# Your instructions
Lay out the lines of the entries below as a Markdown table with the columns Row and Line, covering only the span from the line containing "Target: blue sky" through the last line of the entries, both ends included. Number each row and leave out any blank lines.

# Supplied entries
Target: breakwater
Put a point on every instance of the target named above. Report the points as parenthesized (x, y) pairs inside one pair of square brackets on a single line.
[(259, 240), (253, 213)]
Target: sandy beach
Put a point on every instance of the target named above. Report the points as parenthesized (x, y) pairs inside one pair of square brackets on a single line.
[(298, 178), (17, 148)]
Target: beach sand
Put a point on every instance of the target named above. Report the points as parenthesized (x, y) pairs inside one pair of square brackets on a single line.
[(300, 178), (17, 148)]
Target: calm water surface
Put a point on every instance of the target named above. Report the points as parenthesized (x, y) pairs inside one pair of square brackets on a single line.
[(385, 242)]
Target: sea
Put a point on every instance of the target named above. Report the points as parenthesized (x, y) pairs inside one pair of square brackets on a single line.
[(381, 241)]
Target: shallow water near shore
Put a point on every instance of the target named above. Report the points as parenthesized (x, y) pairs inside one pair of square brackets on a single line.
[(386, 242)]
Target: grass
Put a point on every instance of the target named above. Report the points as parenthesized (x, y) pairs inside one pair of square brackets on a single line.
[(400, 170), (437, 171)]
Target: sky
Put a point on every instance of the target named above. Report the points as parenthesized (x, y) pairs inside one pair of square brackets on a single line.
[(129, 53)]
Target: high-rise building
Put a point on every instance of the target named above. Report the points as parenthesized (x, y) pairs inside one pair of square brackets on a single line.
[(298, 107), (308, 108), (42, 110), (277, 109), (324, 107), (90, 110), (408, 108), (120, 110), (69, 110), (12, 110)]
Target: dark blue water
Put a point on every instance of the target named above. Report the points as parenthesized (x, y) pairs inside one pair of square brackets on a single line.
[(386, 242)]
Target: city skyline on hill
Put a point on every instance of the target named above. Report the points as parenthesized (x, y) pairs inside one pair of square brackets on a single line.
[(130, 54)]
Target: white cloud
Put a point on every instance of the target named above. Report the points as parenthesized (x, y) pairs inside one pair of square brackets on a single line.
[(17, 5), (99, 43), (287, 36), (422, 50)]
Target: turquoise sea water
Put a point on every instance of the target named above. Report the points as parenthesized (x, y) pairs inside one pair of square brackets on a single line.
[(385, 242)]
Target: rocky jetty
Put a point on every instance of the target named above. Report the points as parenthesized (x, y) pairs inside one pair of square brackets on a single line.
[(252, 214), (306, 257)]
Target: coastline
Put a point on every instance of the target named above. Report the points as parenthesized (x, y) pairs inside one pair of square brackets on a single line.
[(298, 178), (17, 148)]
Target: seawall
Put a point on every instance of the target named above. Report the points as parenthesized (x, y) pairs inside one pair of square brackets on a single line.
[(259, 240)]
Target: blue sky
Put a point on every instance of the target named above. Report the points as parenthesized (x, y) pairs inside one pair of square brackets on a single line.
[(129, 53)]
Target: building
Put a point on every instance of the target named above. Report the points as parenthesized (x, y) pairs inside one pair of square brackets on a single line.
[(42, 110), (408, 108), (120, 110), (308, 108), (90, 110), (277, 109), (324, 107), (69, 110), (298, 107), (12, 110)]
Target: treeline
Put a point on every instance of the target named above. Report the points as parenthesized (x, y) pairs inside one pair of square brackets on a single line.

# Task solution
| Row | Line |
|---|---|
| 1 | Target: blue sky |
| 2 | Put a point on every instance of the target named above. Report the points as parenthesized (x, y) pairs inside one pair of square brackets on a single line. |
| 3 | [(129, 53)] |
| 4 | Target: building |
| 5 | Put a point on every instance of the target named above. Report the points as parenthesized (x, y) pairs inside one pair of square brackets on a single line. |
| 6 | [(42, 110), (408, 108), (120, 110), (308, 108), (90, 110), (277, 109), (324, 107), (69, 110), (298, 107), (12, 110)] |
| 7 | Target: treeline |
| 8 | Put a point on every instance of the target named above. Report the points as parenthesized (x, y) pairs inside one pair of square brackets on a single line. |